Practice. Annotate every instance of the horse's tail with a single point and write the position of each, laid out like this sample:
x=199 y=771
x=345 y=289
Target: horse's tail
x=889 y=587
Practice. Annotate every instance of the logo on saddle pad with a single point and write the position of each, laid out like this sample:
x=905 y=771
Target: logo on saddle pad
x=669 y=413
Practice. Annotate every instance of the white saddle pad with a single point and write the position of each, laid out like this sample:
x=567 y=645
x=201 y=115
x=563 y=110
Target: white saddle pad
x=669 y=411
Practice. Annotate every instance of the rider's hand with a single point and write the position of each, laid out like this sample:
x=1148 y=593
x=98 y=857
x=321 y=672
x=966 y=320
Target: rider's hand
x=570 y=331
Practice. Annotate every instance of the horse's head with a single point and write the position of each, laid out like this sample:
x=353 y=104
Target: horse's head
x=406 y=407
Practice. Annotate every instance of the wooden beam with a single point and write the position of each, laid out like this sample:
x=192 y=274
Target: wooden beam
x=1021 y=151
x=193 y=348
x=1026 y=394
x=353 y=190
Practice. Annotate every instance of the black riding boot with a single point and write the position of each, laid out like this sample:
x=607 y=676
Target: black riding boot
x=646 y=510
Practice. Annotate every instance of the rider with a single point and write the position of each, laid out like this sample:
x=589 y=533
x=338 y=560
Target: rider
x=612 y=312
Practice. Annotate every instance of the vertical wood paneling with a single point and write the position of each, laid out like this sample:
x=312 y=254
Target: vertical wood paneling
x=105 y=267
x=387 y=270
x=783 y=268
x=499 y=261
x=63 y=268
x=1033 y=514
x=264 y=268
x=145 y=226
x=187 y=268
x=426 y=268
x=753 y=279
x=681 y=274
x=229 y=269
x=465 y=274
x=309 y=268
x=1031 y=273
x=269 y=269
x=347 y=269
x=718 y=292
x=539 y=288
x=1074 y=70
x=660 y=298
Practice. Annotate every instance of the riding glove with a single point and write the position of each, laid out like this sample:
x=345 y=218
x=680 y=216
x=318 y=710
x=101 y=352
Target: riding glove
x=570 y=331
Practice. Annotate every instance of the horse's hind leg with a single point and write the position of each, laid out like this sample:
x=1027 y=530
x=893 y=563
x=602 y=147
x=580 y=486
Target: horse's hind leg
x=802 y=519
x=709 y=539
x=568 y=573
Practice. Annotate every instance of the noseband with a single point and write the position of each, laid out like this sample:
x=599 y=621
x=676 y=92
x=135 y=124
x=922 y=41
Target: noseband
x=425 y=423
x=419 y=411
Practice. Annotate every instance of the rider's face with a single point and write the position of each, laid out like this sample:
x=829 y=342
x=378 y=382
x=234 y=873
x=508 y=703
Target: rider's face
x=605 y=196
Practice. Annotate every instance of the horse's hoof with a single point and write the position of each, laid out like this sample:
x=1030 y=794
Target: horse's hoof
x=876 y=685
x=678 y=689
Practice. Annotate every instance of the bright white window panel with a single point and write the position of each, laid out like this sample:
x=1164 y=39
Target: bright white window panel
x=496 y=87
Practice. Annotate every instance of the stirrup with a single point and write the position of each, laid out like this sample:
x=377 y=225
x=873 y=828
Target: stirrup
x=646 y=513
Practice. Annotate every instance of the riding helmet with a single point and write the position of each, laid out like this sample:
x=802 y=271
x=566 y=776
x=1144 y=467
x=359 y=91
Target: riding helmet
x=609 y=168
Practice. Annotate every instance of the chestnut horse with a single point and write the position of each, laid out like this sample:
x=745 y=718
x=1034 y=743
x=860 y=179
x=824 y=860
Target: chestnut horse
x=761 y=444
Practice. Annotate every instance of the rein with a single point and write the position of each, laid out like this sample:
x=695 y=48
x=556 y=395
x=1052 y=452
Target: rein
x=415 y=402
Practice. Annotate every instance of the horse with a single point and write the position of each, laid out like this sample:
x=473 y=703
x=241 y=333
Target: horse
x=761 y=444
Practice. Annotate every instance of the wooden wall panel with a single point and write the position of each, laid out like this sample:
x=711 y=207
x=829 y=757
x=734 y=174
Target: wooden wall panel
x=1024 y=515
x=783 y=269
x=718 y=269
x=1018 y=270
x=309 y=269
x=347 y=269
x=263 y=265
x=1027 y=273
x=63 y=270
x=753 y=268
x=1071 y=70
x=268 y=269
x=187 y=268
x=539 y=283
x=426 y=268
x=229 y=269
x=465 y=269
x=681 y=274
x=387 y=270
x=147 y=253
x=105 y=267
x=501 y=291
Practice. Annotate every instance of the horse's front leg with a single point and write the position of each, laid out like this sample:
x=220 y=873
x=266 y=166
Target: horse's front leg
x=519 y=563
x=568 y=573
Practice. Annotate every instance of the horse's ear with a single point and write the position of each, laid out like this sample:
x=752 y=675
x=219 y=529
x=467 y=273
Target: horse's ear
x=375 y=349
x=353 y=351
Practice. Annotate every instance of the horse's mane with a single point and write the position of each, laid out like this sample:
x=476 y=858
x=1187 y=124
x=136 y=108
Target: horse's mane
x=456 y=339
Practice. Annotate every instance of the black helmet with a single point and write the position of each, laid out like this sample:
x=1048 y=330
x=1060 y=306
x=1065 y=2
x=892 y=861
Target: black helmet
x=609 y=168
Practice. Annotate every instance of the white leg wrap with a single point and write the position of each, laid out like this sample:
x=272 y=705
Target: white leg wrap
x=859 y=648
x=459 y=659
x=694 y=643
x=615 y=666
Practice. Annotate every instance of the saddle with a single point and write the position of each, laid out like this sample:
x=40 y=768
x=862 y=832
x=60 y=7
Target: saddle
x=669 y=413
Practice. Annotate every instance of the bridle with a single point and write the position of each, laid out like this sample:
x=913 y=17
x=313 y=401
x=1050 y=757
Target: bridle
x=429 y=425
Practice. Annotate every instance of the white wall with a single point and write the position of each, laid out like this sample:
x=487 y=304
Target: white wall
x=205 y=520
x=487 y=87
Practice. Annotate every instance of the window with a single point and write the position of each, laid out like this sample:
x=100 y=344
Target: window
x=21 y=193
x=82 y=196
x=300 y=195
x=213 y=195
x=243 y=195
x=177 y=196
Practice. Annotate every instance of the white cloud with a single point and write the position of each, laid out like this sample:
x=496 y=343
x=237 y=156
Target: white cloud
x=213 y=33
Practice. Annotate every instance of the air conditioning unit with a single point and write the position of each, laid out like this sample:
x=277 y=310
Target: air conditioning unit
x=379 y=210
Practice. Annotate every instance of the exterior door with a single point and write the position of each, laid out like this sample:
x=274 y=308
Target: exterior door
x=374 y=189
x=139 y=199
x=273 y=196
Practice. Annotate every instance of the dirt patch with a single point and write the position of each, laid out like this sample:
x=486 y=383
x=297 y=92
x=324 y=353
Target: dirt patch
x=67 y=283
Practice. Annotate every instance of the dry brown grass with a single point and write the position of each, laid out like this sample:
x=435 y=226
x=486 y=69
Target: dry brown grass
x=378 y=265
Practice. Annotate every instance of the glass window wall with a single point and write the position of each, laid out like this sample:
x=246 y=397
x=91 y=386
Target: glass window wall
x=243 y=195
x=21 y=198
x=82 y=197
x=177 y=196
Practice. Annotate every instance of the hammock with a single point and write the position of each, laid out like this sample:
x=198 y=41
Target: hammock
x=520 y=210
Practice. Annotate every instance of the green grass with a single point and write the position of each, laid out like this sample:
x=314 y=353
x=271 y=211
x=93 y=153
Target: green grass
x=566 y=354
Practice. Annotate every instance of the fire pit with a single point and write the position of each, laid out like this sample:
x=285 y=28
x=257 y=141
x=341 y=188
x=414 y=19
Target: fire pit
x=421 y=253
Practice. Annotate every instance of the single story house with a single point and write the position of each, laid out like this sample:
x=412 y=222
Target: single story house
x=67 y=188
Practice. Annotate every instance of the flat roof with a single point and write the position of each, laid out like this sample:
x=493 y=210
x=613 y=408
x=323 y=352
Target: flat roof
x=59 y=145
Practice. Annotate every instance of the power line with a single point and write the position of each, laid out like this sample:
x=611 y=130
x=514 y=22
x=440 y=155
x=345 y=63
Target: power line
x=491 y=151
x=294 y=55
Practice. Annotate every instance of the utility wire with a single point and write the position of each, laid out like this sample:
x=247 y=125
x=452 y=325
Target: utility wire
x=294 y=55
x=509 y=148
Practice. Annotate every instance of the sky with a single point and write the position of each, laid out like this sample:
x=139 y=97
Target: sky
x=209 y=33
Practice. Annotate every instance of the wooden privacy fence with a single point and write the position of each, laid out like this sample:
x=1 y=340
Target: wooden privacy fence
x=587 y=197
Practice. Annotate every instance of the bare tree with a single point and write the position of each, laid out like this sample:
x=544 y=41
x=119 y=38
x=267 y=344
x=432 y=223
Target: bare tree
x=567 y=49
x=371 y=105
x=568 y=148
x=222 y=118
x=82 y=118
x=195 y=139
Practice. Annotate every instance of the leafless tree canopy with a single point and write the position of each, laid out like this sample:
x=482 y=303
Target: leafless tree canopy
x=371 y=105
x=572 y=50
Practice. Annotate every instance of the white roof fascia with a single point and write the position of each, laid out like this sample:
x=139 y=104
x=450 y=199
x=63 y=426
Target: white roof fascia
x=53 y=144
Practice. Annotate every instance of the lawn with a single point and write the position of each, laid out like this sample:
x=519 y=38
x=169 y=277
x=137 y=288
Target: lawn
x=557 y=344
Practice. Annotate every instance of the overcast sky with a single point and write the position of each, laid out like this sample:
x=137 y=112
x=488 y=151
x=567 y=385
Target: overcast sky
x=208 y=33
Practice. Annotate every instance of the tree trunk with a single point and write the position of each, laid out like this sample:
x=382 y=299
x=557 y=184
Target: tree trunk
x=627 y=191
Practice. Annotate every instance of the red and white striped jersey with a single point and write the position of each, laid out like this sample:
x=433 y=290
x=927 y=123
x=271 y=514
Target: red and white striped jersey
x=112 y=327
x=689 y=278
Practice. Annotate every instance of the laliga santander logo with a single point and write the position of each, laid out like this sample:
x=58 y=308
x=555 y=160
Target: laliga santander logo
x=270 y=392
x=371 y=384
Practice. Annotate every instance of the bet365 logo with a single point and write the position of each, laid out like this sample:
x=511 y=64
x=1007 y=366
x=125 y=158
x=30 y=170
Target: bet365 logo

> [GOAL] Render the records from their first line through the line with "x=660 y=298" as a Markdown table with the columns Row and Line. Put the row number under Row and each line under Line, and skip any blank lines.

> [FINISHED TASK]
| Row | Line |
|---|---|
| 1 | Practice. Annotate every instance of the horse's tail with a single point and write the position of each, laid out like this sample: |
| 2 | x=199 y=771 |
| 3 | x=345 y=289 |
| 4 | Target: horse's tail |
| 5 | x=889 y=587 |
| 6 | Practice. Annotate every instance of the logo on saddle pad with a single point and write the position of each, laid out like this sample: |
| 7 | x=905 y=771 |
| 8 | Target: logo on saddle pad |
| 9 | x=669 y=413 |
| 10 | Practice. Annotate every instance of the white saddle pad with a single point and write the position of each, laid out like this sample: |
| 11 | x=567 y=645 |
| 12 | x=201 y=115 |
| 13 | x=563 y=110 |
| 14 | Target: white saddle pad |
| 15 | x=669 y=411 |
| 16 | Practice. Annotate every instance of the rider's hand with a single point and write the position of each, laid out like this sample: |
| 17 | x=1148 y=593 |
| 18 | x=98 y=857 |
| 19 | x=321 y=672 |
| 20 | x=966 y=320 |
| 21 | Target: rider's hand |
| 22 | x=570 y=331 |
| 23 | Practice. Annotate every instance of the horse's head with a single point and write the position of each, laid out like this sample: |
| 24 | x=353 y=104 |
| 25 | Target: horse's head |
| 26 | x=406 y=407 |
| 27 | Practice. Annotate every instance of the wooden beam with a single point and write the position of each, laid out like this sample: |
| 28 | x=192 y=274 |
| 29 | Target: wooden beam |
| 30 | x=1021 y=151 |
| 31 | x=193 y=348 |
| 32 | x=1026 y=394 |
| 33 | x=353 y=190 |
| 34 | Practice. Annotate every instance of the black riding boot with a single point and write the position of each, laid out like this sample: |
| 35 | x=607 y=676 |
| 36 | Target: black riding boot |
| 37 | x=646 y=510 |
| 38 | Practice. Annotate every instance of the rider with a single point and write the position of each, laid out like this sample: |
| 39 | x=589 y=533 |
| 40 | x=338 y=560 |
| 41 | Target: rider |
| 42 | x=612 y=312 |
| 43 | Practice. Annotate every instance of the vertical wood paneling with a single point and write the position of each, laid out like this sample: |
| 44 | x=312 y=254 |
| 45 | Target: vertical wood paneling |
| 46 | x=105 y=267 |
| 47 | x=387 y=270 |
| 48 | x=783 y=268 |
| 49 | x=499 y=261 |
| 50 | x=63 y=268 |
| 51 | x=1033 y=514 |
| 52 | x=264 y=268 |
| 53 | x=145 y=226 |
| 54 | x=187 y=268 |
| 55 | x=426 y=268 |
| 56 | x=753 y=279 |
| 57 | x=681 y=274 |
| 58 | x=229 y=269 |
| 59 | x=465 y=274 |
| 60 | x=309 y=268 |
| 61 | x=1031 y=273 |
| 62 | x=269 y=269 |
| 63 | x=347 y=269 |
| 64 | x=718 y=292 |
| 65 | x=539 y=288 |
| 66 | x=1074 y=70 |
| 67 | x=660 y=298 |